WHAT THE TASK ASKS
Write the entries below out again in full. Match every character.

━━━━━━━━━━━━━━━━━━━━

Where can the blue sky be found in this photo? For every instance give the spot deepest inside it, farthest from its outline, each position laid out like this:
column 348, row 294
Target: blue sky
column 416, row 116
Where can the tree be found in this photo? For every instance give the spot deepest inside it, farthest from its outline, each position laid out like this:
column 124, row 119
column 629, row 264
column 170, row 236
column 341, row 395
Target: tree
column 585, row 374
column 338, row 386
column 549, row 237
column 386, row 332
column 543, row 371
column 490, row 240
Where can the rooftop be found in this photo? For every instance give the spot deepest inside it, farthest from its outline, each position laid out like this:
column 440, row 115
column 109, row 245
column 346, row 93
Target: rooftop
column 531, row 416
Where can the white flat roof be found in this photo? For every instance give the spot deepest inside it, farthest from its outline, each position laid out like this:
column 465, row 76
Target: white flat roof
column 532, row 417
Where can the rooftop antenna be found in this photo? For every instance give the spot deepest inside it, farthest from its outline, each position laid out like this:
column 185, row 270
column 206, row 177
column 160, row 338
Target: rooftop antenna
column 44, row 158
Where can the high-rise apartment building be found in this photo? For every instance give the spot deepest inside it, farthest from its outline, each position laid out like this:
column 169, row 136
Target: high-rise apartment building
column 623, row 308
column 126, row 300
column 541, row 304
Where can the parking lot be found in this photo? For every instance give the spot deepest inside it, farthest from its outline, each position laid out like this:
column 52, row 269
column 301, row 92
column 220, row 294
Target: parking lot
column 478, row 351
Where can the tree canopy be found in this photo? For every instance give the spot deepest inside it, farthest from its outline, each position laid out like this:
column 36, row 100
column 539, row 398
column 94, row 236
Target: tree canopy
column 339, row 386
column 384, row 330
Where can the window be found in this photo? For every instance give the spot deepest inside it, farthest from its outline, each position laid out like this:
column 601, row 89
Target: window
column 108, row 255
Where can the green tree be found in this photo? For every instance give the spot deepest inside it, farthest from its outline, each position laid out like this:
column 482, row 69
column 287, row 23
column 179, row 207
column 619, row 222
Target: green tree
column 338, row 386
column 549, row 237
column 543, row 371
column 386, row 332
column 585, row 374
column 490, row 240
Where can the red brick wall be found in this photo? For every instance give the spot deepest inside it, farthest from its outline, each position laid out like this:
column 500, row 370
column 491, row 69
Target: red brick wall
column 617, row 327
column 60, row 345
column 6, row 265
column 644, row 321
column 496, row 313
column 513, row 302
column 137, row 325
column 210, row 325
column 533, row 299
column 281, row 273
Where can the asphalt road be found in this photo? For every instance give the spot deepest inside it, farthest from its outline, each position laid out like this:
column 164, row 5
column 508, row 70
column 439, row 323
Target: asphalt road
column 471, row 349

━━━━━━━━━━━━━━━━━━━━

ANSWER BELOW
Where can the blue sky be found in this photo? For every instance give the spot deepest inside it, farthest from its outline, each position laid out like this:
column 348, row 294
Target: blue sky
column 416, row 116
Where can the tree be found in this photo? For every instance give the spot deepest inside it, farthest from its outline, each position laid out like this:
column 124, row 119
column 629, row 264
column 170, row 236
column 341, row 395
Target: tree
column 585, row 374
column 338, row 386
column 549, row 237
column 386, row 332
column 543, row 371
column 490, row 240
Where can the rooftop be found in this photo? For every instance give the spot deepest inside it, farthest from its outline, each position laid out like this:
column 440, row 115
column 109, row 245
column 346, row 93
Target: rooftop
column 531, row 416
Where can the white flat roof be found in this photo? For every instance give the spot deepest inside it, farthest from its outline, each position laid out like this:
column 465, row 76
Target: white flat roof
column 532, row 417
Where can the rooftop antenna be found in this photo? For every instance give the spot deepest inside it, farthest from its outline, each position laid out like this:
column 185, row 270
column 206, row 177
column 160, row 338
Target: rooftop antenna
column 44, row 158
Where can the high-rise apartment building be found in this photo? For every instance give the spot deepest inside it, farthest from its outline, each position laid out like this:
column 169, row 136
Target: high-rise apartment building
column 623, row 308
column 126, row 300
column 541, row 304
Where can the parking lot be found in this photo? For every instance give the spot deepest inside it, farthest from its outline, each position laid out like this:
column 52, row 269
column 301, row 92
column 220, row 294
Target: parking lot
column 478, row 351
Where can the tree canopy be found in this photo? For every instance give the spot deepest inside it, farthest from its outline, each position laid out like this:
column 36, row 100
column 539, row 398
column 94, row 236
Target: tree canopy
column 339, row 386
column 384, row 330
Where can the window be found in this photo? For every instance give the spot deepest inside it, farthest from its outline, each position laid out like this:
column 601, row 89
Target: window
column 108, row 255
Where can the green tree be found in this photo? For every instance give the spot deepest inside it, farthest from its outline, each position laid out like this:
column 482, row 69
column 287, row 23
column 179, row 207
column 619, row 222
Target: green tree
column 338, row 386
column 549, row 237
column 543, row 371
column 386, row 332
column 585, row 374
column 490, row 240
Where can the red brick wall be found in this photo? For every instance give the spot deepest inside it, farthest from its outline, each position laid out like this:
column 500, row 370
column 491, row 69
Target: red brick wall
column 617, row 327
column 60, row 345
column 6, row 265
column 644, row 321
column 496, row 313
column 513, row 302
column 137, row 325
column 210, row 325
column 533, row 299
column 281, row 273
Where can the asphalt road be found in this photo? For every instance give the spot deepest inside it, farthest from its outline, each position laid out like this:
column 164, row 5
column 508, row 70
column 439, row 323
Target: asphalt road
column 471, row 349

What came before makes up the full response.